Nafsu Belanja Tak Terkendali, Saat Ramadan Akan Pergi

Oleh: Yuke Octavianty, SP.

 

Lensa Media News –Lebaran sebentar lagi, berpuasa sekeluarga…” Penggalan lagu lama yang tak asing selalu terngiang di telinga saat hari raya akan tiba. Pandemi tak menyurutkan semangat masyarakat untuk berburu baju baru. Tidak seru kalau tidak habiskan doku. Begitulah gambaran dari gerakan masyarakat yang menggila. Seperti dikabarkan cnnindonesia.com (03/05/2021).

Pasar Tanah Abang, Jakarta menjadi salah satu destinasi bagi para penggila belanja. Riuh, penuh sesak, tanpa memperhatikan protokol kesehatan. Padahal protokol kesehatan terus dikumandangkan pemerintah mengingat merangkaknya penderita covid-19. Tak heran, fenomena ini menuai kritikan berbagai pihak. Mereka mempertanyakan pengawasan pemerintah Provinsi DKI Jakarta. PPKM (Penerapan Pembatasan Skala Mikro) seolah hanya menjadi slogan tanpa realita.

Secara komprehensif, Pemprov DKI Jakarta telah gagal dalam mengimplemetasikan PPKM, demikian yang diungkapkan Pengamat Kebijakan Publik Universitas Trisakti (cnnindonesia.com, 3/5/2021). Edukasi pemerintah kepada warga tentang bahaya pandemi bagi diri, keluarga dan lingkungan dinilai sangat rendah. Tak heran, mobilitas masyarakat terlihat sama seperti sebelum pandemi. Bahkan seolah-olah masyarakat tak peduli lagi dengan ada atau tidaknya pandemi.

Informasi Tersedia:
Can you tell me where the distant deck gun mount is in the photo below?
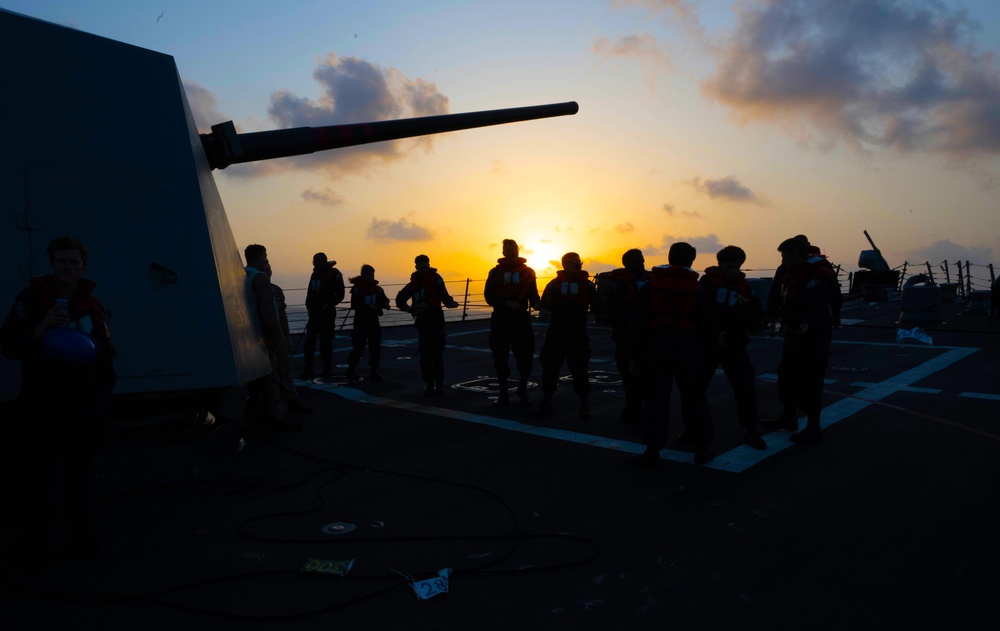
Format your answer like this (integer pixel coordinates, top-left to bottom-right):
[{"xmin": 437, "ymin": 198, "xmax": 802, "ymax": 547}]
[
  {"xmin": 201, "ymin": 101, "xmax": 580, "ymax": 169},
  {"xmin": 858, "ymin": 230, "xmax": 889, "ymax": 273},
  {"xmin": 848, "ymin": 230, "xmax": 899, "ymax": 301},
  {"xmin": 0, "ymin": 9, "xmax": 578, "ymax": 415}
]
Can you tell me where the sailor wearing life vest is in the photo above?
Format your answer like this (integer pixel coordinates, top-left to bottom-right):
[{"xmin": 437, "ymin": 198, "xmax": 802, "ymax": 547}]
[
  {"xmin": 764, "ymin": 234, "xmax": 840, "ymax": 326},
  {"xmin": 537, "ymin": 252, "xmax": 604, "ymax": 418},
  {"xmin": 0, "ymin": 236, "xmax": 117, "ymax": 570},
  {"xmin": 396, "ymin": 254, "xmax": 458, "ymax": 396},
  {"xmin": 347, "ymin": 265, "xmax": 389, "ymax": 381},
  {"xmin": 628, "ymin": 242, "xmax": 713, "ymax": 468},
  {"xmin": 698, "ymin": 245, "xmax": 767, "ymax": 449},
  {"xmin": 601, "ymin": 248, "xmax": 649, "ymax": 427},
  {"xmin": 483, "ymin": 239, "xmax": 540, "ymax": 407},
  {"xmin": 243, "ymin": 243, "xmax": 302, "ymax": 431},
  {"xmin": 299, "ymin": 252, "xmax": 346, "ymax": 379},
  {"xmin": 761, "ymin": 238, "xmax": 843, "ymax": 443}
]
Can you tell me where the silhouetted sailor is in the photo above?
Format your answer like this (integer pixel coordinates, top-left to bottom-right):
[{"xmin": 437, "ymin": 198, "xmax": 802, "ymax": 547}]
[
  {"xmin": 347, "ymin": 265, "xmax": 389, "ymax": 381},
  {"xmin": 243, "ymin": 243, "xmax": 302, "ymax": 431},
  {"xmin": 0, "ymin": 237, "xmax": 116, "ymax": 567},
  {"xmin": 396, "ymin": 254, "xmax": 458, "ymax": 396},
  {"xmin": 537, "ymin": 252, "xmax": 604, "ymax": 418},
  {"xmin": 601, "ymin": 249, "xmax": 649, "ymax": 427},
  {"xmin": 629, "ymin": 242, "xmax": 713, "ymax": 468},
  {"xmin": 299, "ymin": 252, "xmax": 346, "ymax": 379},
  {"xmin": 761, "ymin": 238, "xmax": 843, "ymax": 442},
  {"xmin": 264, "ymin": 261, "xmax": 312, "ymax": 414},
  {"xmin": 699, "ymin": 245, "xmax": 767, "ymax": 449},
  {"xmin": 483, "ymin": 239, "xmax": 540, "ymax": 407}
]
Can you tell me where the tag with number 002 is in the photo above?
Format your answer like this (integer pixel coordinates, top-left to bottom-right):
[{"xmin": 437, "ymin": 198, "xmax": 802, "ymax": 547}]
[
  {"xmin": 410, "ymin": 567, "xmax": 451, "ymax": 600},
  {"xmin": 302, "ymin": 559, "xmax": 354, "ymax": 576}
]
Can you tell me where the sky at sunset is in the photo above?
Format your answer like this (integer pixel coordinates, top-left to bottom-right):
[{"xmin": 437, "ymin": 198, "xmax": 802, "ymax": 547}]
[{"xmin": 0, "ymin": 0, "xmax": 1000, "ymax": 287}]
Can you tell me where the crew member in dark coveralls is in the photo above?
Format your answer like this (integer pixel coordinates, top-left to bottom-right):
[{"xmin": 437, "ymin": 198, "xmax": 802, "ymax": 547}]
[
  {"xmin": 628, "ymin": 242, "xmax": 714, "ymax": 468},
  {"xmin": 761, "ymin": 238, "xmax": 843, "ymax": 443},
  {"xmin": 396, "ymin": 254, "xmax": 458, "ymax": 397},
  {"xmin": 483, "ymin": 239, "xmax": 540, "ymax": 407},
  {"xmin": 299, "ymin": 252, "xmax": 346, "ymax": 379},
  {"xmin": 264, "ymin": 262, "xmax": 312, "ymax": 414},
  {"xmin": 764, "ymin": 234, "xmax": 836, "ymax": 323},
  {"xmin": 601, "ymin": 248, "xmax": 649, "ymax": 427},
  {"xmin": 537, "ymin": 252, "xmax": 604, "ymax": 418},
  {"xmin": 243, "ymin": 243, "xmax": 302, "ymax": 431},
  {"xmin": 347, "ymin": 265, "xmax": 389, "ymax": 381},
  {"xmin": 699, "ymin": 245, "xmax": 767, "ymax": 449},
  {"xmin": 0, "ymin": 237, "xmax": 115, "ymax": 569}
]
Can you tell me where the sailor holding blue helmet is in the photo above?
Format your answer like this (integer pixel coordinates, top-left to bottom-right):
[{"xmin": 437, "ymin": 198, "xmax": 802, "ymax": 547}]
[{"xmin": 0, "ymin": 236, "xmax": 115, "ymax": 562}]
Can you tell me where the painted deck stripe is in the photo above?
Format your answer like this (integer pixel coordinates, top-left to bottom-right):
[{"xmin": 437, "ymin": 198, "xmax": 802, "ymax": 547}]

Tugas: Sunting bagian teks tentang belanja menjelang Lebaran dari "Nafsu Belanja Tak" sampai dengan "dikabarkan cnnindonesia.com (03/05/2021)." dengan mengganti "baju baru" menjadi "pakaian baru". Kerjakan hanya berdasarkan teks.

Penyelesaian:
Nafsu Belanja Tak Terkendali, Saat Ramadan Akan Pergi

Oleh: Yuke Octavianty, SP.

 

Lensa Media News –Lebaran sebentar lagi, berpuasa sekeluarga…” Penggalan lagu lama yang tak asing selalu terngiang di telinga saat hari raya akan tiba. Pandemi tak menyurutkan semangat masyarakat untuk berburu pakaian baru. Tidak seru kalau tidak habiskan doku. Begitulah gambaran dari gerakan masyarakat yang menggila. Seperti dikabarkan cnnindonesia.com (03/05/2021).